[START TEXT SEGMENT]

By "sons . . . already born," "it must be assumed that the court intended sons born at the time of the testator's death. . . . The distinctive character of the practice of courts of equity, in carrying out executory trusts, is the giving effect to them as far as possible according to the intentions of their author." Lew. Perp. 450, 451. In Humberston v. Humberston, "the trust was executory: and in those cases the courts adopt the doctrine of cy pres. That mode of construction is inapplicable where . . . the devisees take by direct devise to themselves." Mortimer v. West, 2 Sim. 274, 282. "The case of Humberston v. Humberston . . . has usually been considered as a leading authority for the doctrine" of cy pres. "The trust however being executory, the court was authorized to mould the limitations so as to bring them within the established limits, independently of the doctrine in question." 1 Jarm. Wills (4th ed.) 298 n. (i). When the *466 construction is cy pres, nothing is gained by giving it some other name. "In Parfitt v. Hember, L. R. 4 Eq. 443, where it was considered that the testator had intended to create a series of life estates in perpetuity, Lord Romilly, M. R., by cy pres gave the unborn issue an estate tail, declaring that the doctrine was not confined to executory trusts; and this declaration was approved in Hampton v. Holman, L. R. 5 Ch. D. 183, 190, 191." Gray Perp., s. 652. As cy pres is a construction that gives effect to approximations intended by the testator, it cannot depend upon a devise being direct or indirect.

[END TEXT SEGMENT]
[START DATA]

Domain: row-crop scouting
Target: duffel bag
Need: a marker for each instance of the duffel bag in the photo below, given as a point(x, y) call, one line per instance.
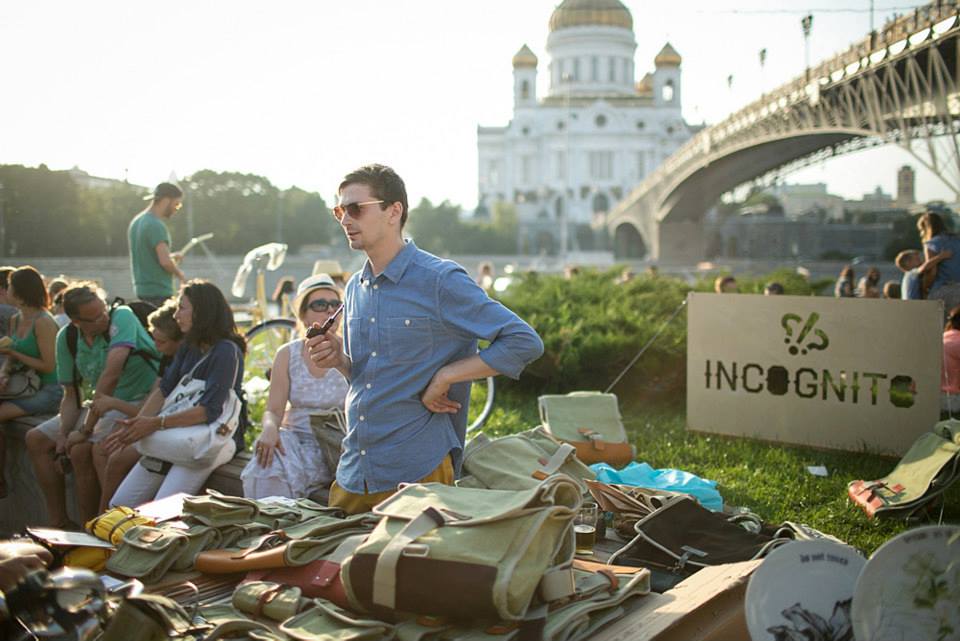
point(590, 421)
point(466, 553)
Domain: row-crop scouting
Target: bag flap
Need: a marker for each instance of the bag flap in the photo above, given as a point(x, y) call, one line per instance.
point(468, 506)
point(565, 415)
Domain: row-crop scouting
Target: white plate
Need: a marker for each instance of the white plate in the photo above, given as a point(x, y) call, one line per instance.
point(804, 585)
point(910, 588)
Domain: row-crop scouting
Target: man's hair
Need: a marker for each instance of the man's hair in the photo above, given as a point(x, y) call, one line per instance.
point(76, 295)
point(26, 283)
point(384, 184)
point(212, 316)
point(904, 256)
point(5, 276)
point(162, 319)
point(166, 190)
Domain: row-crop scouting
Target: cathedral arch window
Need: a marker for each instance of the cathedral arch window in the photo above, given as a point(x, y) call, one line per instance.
point(668, 91)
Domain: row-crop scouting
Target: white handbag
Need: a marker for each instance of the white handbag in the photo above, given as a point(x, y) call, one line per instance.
point(197, 445)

[END DATA]

- **TASK BRIEF**
What comes next in the court opinion on the cy pres doctrine? Continue it from its last sentence.

- **THE ANSWER**
"The most striking illustration . . . of the anxiety of the courts to prevent the total disappointment of the testator's intention by the operation of the rule against perpetuities, is afforded by the doctrine of cy pres or approximation (as it is called). This doctrine applies where lands are limited to an unborn person for life, with remainder to his first and other sons successively in tail, in which case, as such limitations are clearly incapable of taking effect in the manner intended, . . . the doctrine in question gives to the parent the estate tail that was designed for the issue; which estate tail (unless barred by the parent or his issue, being tenant in tail for the time being) will comprise, in its devolution by descent, all the persons intended to have been made tenants in tail by purchase. The intention that the testator's bounty shall flow to the issue, is considered as the main and paramount design, to which the mere mode of their taking is subordinate, and the latter is therefore sacrificed." 1 Jarm. Wills 260, 261. "Where a testator has two objects, one primary or general, and the other secondary or particular, which are incompatible, the particular intention must be sacrificed, in order that, as far as possible, effect may be given to the general one." Lew. Perp. 426.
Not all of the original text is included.